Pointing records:
--
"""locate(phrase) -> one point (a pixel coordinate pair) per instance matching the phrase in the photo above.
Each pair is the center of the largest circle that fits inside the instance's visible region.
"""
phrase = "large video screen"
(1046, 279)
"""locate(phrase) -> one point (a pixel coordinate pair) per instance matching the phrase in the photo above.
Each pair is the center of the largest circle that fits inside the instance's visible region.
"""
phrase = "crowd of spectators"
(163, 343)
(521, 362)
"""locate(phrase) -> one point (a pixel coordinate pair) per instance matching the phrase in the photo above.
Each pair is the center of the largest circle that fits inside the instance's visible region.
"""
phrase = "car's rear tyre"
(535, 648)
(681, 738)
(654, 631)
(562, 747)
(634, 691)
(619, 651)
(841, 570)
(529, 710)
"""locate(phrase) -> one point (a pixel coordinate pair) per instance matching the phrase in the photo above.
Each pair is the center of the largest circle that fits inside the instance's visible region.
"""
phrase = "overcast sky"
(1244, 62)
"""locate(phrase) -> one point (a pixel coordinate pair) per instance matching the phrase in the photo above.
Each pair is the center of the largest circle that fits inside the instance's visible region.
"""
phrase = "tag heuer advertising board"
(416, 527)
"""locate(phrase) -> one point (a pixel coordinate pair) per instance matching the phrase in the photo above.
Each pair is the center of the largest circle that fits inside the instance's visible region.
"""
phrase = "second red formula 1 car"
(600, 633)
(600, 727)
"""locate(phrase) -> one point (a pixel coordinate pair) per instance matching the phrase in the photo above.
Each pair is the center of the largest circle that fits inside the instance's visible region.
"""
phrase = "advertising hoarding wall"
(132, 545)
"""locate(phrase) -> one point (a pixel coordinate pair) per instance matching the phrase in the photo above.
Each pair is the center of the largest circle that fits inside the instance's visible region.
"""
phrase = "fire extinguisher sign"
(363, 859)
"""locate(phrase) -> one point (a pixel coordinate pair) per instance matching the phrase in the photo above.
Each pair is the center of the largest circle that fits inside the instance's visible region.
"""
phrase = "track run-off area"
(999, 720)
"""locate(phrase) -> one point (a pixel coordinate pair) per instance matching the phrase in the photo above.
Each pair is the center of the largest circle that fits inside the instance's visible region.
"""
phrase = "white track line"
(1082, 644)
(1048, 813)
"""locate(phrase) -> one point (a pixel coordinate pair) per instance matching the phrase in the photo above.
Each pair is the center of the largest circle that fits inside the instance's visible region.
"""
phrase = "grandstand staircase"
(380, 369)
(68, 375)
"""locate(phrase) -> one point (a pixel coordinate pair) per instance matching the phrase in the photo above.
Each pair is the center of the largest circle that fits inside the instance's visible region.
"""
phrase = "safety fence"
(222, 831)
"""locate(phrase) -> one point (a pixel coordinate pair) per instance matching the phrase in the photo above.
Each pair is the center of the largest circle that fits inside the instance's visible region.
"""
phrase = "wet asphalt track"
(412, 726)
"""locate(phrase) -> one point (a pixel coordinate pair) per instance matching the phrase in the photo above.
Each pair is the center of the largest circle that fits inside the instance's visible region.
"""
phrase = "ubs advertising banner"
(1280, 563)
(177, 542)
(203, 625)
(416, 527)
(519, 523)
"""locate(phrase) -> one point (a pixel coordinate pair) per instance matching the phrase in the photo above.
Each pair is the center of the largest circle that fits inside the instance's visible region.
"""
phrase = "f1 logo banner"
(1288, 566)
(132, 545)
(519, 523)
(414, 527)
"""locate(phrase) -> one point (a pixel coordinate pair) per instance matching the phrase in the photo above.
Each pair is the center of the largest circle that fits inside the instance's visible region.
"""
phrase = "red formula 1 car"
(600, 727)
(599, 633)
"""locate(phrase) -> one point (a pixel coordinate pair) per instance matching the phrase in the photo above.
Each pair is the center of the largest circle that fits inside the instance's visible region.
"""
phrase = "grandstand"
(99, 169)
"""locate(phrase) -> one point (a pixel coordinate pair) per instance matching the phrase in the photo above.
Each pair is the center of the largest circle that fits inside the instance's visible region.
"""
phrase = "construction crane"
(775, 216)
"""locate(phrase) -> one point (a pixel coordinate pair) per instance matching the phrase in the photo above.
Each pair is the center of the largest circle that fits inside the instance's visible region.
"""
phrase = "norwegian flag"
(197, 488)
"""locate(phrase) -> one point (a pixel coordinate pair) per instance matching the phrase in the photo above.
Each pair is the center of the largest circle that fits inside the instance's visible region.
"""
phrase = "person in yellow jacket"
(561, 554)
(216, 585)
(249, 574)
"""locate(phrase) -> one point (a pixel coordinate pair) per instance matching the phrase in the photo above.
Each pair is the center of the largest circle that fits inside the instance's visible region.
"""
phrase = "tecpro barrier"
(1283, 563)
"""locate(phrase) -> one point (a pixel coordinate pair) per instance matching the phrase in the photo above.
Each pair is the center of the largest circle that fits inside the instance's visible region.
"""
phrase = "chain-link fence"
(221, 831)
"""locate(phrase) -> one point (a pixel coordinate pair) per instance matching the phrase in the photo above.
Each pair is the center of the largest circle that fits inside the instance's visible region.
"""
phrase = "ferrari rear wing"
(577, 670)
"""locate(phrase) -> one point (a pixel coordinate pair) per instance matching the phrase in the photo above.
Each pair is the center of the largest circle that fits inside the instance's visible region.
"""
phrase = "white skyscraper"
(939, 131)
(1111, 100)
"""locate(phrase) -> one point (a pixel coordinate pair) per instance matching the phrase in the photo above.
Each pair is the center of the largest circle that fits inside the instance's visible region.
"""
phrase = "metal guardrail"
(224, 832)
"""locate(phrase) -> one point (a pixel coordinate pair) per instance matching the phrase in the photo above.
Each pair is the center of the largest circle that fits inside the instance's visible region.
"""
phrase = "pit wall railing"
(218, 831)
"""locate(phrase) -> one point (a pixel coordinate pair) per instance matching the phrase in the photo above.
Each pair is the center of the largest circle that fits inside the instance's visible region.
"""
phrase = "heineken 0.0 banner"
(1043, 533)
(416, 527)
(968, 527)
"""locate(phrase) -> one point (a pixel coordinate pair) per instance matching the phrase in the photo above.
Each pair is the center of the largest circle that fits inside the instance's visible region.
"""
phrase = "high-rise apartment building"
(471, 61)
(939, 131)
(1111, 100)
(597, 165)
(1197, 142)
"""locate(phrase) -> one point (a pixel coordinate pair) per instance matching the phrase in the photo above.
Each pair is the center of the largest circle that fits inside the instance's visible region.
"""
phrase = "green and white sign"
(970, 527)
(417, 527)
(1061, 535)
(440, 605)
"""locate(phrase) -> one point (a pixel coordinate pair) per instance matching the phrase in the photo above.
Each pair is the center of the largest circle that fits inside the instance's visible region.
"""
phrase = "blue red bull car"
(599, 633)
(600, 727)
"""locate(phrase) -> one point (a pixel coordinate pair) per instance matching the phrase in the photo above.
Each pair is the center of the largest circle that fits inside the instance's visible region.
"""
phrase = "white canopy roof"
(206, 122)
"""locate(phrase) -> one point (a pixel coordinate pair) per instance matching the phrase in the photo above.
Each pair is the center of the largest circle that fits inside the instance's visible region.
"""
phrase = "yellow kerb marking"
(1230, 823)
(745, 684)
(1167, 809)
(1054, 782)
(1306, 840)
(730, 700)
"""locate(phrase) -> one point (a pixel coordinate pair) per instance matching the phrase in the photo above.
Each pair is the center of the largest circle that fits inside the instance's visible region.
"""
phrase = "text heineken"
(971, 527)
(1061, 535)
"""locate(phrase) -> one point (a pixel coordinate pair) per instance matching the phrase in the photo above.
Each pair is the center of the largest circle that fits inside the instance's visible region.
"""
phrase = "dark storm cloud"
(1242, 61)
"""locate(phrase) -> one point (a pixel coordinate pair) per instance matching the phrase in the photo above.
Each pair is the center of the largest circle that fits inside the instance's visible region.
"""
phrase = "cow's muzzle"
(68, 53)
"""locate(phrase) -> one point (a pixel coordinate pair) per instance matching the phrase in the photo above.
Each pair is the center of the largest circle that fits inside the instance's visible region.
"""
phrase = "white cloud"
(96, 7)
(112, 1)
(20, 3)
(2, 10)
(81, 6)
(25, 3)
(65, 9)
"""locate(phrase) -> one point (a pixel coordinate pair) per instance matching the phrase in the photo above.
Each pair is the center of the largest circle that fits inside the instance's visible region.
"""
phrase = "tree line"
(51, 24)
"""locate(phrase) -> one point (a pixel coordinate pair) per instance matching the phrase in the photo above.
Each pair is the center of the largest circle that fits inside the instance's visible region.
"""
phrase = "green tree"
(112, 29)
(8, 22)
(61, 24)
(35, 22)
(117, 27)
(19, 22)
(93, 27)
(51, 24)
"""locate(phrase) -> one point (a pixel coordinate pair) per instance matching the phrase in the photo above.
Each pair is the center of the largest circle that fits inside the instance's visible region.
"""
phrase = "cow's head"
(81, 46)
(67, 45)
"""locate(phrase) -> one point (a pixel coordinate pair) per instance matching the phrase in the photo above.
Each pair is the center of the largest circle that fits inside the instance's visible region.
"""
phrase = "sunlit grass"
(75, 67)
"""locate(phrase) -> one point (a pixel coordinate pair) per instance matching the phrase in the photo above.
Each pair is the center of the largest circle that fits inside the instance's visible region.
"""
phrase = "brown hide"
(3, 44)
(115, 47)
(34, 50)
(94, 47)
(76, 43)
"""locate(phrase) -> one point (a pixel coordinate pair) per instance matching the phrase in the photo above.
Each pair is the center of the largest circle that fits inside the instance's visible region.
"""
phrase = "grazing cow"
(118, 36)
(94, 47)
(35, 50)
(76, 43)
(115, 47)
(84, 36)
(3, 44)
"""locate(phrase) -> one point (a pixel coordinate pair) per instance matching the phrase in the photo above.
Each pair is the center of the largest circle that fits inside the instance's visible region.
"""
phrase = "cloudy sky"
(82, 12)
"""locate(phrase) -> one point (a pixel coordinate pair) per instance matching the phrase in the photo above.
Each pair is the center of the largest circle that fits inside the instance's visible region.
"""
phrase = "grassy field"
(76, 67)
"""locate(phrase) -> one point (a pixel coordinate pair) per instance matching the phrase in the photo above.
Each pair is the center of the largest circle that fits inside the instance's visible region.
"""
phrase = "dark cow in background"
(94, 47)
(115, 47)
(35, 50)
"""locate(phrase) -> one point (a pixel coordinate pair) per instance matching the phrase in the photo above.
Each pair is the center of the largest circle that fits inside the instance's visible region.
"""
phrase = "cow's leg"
--
Your goal. Reproduce the records from their first line through the line containing "(1046, 279)", both included and requests included, offsetting every coordinate in the answers by adding 143 to it.

Problem solution.
"""locate(phrase) -> one point (a pixel coordinate pair) per instance matching the phrase in the photo above.
Each pair is the center of the largest circle that fits inside the instance's visible region.
"""
phrase = "large video screen"
(1189, 422)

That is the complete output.